Present the lines of the rows below as a numbered list, from the line containing "of the headlight" through the line containing "x=429, y=315", both included. Omit any blank lines.

** start of Records for the exercise **

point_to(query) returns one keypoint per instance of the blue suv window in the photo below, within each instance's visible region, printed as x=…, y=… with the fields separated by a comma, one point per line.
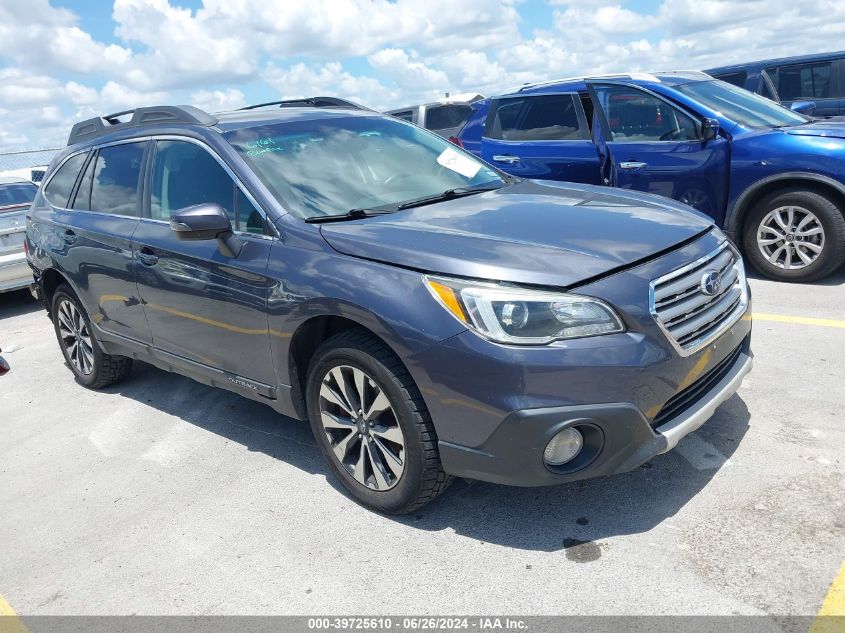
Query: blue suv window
x=535, y=118
x=635, y=116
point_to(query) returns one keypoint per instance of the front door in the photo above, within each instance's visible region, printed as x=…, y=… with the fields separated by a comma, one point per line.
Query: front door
x=202, y=305
x=540, y=136
x=654, y=146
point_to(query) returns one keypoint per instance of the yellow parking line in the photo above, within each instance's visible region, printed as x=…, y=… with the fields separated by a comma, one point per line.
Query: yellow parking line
x=782, y=318
x=831, y=617
x=9, y=620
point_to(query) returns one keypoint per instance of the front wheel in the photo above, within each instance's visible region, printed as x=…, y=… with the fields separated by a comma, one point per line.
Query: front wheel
x=91, y=367
x=795, y=235
x=372, y=425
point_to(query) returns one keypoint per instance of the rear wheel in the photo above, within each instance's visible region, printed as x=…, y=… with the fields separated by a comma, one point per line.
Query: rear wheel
x=372, y=425
x=795, y=235
x=92, y=367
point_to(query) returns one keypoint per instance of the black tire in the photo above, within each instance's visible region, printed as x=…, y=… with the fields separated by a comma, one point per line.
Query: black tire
x=830, y=217
x=104, y=369
x=423, y=477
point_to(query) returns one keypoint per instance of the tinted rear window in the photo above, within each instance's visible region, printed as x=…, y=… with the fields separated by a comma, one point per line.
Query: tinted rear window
x=17, y=193
x=534, y=118
x=116, y=179
x=802, y=81
x=58, y=189
x=737, y=79
x=445, y=117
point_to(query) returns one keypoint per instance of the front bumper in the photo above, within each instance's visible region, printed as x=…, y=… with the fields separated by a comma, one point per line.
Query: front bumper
x=15, y=273
x=513, y=453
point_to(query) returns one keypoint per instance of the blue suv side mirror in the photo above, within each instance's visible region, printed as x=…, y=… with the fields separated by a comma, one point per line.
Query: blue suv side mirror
x=709, y=129
x=804, y=107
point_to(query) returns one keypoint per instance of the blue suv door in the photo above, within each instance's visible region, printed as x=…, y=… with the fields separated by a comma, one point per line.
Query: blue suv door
x=540, y=136
x=649, y=144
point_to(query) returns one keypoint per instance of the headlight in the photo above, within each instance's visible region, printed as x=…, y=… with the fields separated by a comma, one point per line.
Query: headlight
x=507, y=314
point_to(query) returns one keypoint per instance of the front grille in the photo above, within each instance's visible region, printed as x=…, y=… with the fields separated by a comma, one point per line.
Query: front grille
x=686, y=398
x=692, y=312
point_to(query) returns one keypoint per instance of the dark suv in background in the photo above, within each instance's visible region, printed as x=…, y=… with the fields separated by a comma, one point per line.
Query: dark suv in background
x=813, y=84
x=429, y=315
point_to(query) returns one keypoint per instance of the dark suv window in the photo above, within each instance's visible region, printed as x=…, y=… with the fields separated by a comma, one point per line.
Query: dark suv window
x=802, y=81
x=185, y=174
x=58, y=189
x=635, y=116
x=447, y=117
x=534, y=118
x=111, y=183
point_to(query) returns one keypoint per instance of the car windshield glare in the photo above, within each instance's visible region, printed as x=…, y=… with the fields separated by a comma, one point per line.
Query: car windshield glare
x=328, y=166
x=740, y=105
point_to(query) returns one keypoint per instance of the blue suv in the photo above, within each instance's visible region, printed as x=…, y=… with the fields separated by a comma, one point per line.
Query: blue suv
x=430, y=316
x=773, y=179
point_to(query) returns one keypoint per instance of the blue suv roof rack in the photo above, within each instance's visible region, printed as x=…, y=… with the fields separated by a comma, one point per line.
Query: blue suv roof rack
x=309, y=102
x=99, y=126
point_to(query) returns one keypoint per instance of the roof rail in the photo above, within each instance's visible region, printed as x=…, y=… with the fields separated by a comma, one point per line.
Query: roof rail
x=99, y=126
x=636, y=76
x=309, y=102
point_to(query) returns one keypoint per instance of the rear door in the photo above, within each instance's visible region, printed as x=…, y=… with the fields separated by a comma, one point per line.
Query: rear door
x=541, y=136
x=93, y=227
x=652, y=145
x=202, y=305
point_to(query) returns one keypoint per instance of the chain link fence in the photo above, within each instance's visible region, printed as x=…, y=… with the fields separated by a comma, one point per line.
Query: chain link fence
x=29, y=164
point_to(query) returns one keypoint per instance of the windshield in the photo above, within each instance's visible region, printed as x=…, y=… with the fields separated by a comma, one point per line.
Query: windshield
x=331, y=165
x=740, y=105
x=17, y=193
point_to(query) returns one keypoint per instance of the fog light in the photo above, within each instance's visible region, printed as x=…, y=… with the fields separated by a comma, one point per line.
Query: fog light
x=563, y=447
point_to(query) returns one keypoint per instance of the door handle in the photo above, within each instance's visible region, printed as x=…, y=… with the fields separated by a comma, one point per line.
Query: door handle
x=147, y=256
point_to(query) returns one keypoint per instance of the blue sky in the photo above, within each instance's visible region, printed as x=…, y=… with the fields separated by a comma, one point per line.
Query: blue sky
x=64, y=60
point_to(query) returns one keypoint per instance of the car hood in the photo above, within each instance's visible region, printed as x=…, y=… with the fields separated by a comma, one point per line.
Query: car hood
x=554, y=234
x=825, y=127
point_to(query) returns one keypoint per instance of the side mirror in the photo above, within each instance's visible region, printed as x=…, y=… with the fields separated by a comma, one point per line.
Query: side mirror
x=709, y=129
x=207, y=221
x=804, y=107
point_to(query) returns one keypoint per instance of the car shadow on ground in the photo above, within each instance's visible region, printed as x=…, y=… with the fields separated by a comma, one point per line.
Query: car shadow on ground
x=574, y=517
x=17, y=303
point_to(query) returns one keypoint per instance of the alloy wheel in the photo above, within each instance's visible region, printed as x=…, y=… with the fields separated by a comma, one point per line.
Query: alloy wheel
x=361, y=427
x=790, y=237
x=76, y=337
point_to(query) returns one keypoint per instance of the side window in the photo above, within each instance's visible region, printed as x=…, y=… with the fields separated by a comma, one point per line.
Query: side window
x=83, y=192
x=535, y=118
x=446, y=117
x=58, y=189
x=737, y=79
x=185, y=174
x=115, y=179
x=802, y=81
x=635, y=117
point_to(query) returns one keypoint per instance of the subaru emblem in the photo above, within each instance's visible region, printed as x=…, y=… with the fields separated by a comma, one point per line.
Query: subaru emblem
x=711, y=283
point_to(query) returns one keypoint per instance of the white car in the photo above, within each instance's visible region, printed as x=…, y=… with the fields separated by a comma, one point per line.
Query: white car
x=16, y=196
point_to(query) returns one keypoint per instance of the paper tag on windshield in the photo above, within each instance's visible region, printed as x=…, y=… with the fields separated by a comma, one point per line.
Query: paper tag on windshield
x=459, y=163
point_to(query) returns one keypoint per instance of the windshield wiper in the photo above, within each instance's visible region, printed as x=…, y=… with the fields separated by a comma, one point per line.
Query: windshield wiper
x=352, y=214
x=449, y=194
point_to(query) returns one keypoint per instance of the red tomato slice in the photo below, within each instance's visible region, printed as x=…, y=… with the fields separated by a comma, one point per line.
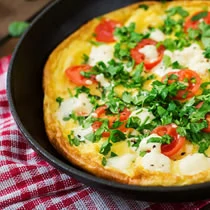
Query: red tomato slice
x=207, y=117
x=192, y=80
x=101, y=110
x=124, y=115
x=194, y=24
x=140, y=57
x=177, y=142
x=73, y=74
x=105, y=30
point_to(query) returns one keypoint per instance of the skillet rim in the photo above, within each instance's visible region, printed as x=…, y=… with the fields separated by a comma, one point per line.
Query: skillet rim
x=70, y=169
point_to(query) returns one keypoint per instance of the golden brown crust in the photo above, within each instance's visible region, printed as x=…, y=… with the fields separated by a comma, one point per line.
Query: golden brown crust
x=54, y=129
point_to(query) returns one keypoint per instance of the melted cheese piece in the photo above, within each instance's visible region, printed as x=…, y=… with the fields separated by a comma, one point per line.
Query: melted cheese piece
x=80, y=105
x=150, y=52
x=155, y=161
x=144, y=146
x=103, y=81
x=102, y=53
x=143, y=114
x=81, y=132
x=157, y=35
x=121, y=163
x=190, y=57
x=193, y=164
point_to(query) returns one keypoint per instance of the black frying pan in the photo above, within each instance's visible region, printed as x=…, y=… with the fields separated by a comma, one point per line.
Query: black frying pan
x=25, y=94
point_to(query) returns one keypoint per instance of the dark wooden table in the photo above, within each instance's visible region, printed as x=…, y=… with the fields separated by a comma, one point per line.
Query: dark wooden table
x=16, y=10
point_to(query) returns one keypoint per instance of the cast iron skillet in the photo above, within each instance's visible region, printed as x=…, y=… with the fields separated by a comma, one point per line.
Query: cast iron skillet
x=25, y=94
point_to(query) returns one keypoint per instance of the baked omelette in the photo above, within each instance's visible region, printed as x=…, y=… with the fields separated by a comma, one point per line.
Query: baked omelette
x=127, y=96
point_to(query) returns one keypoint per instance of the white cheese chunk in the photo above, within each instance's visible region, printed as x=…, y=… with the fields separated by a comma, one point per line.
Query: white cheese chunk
x=143, y=114
x=193, y=58
x=150, y=52
x=157, y=35
x=144, y=146
x=80, y=106
x=101, y=53
x=190, y=57
x=121, y=163
x=102, y=80
x=81, y=132
x=155, y=161
x=193, y=164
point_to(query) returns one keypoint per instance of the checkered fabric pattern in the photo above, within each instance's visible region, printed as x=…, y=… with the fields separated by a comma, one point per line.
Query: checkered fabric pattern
x=28, y=182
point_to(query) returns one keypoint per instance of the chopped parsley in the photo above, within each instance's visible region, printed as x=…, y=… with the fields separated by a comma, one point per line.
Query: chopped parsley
x=207, y=52
x=199, y=16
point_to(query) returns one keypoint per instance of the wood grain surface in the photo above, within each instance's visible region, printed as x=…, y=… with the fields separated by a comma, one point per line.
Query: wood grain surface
x=16, y=10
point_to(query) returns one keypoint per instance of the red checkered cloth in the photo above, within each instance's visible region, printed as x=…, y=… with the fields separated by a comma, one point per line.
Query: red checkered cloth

** end of Records for the exercise **

▶ _Output_
1. point_to(query) returns one keypoint per instance of the headlight in the photo above, within each instance's visible region, printed as x=…, y=… with the fields separated by a comma, one point per line.
2. Query: headlight
3. x=507, y=314
4. point_to(query) returns one keypoint per instance of the front grille in the photo above, within each instance's visible region, printed as x=…, y=… with the fields separated by a comma, one point per line.
5. Query: front grille
6. x=686, y=398
7. x=692, y=312
8. point_to(query) returns one keypoint per instance of the dark suv in background in the photo above, within each instance's visible region, printed as x=…, y=… with the fields separated by a comma, one point per line.
9. Query: dark suv in background
10. x=813, y=84
11. x=429, y=315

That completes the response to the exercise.